**Aim**
Collect every line of the data below that contains the string "Query". Case counts.

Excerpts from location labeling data

________________________

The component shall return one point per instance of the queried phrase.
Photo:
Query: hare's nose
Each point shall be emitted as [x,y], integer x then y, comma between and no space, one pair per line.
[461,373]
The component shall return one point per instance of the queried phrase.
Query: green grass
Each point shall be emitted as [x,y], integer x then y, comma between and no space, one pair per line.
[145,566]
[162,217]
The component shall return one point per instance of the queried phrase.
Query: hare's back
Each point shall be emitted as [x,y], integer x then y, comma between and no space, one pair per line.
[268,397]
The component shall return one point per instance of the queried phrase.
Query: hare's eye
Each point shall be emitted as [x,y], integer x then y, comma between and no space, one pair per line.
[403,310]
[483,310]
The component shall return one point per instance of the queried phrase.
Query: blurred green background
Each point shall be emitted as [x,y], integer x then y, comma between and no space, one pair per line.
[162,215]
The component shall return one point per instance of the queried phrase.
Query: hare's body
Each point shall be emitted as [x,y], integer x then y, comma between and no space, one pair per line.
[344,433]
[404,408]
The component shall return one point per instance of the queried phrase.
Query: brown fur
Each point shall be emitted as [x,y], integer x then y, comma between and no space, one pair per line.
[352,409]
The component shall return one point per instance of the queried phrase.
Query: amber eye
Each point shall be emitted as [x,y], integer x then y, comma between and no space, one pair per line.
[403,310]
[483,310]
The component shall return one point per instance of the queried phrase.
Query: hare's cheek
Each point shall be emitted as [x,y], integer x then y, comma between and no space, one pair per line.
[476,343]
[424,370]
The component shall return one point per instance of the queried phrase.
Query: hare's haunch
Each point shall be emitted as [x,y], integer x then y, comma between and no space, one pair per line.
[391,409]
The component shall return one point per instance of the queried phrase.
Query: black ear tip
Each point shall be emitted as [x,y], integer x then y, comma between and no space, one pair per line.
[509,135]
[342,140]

________________________

**Solved problem**
Query: hare's nose
Query: green grass
Query: hare's back
Query: hare's eye
Query: blurred green background
Query: hare's body
Query: brown fur
Query: amber eye
Query: hare's cheek
Query: hare's haunch
Query: black ear tip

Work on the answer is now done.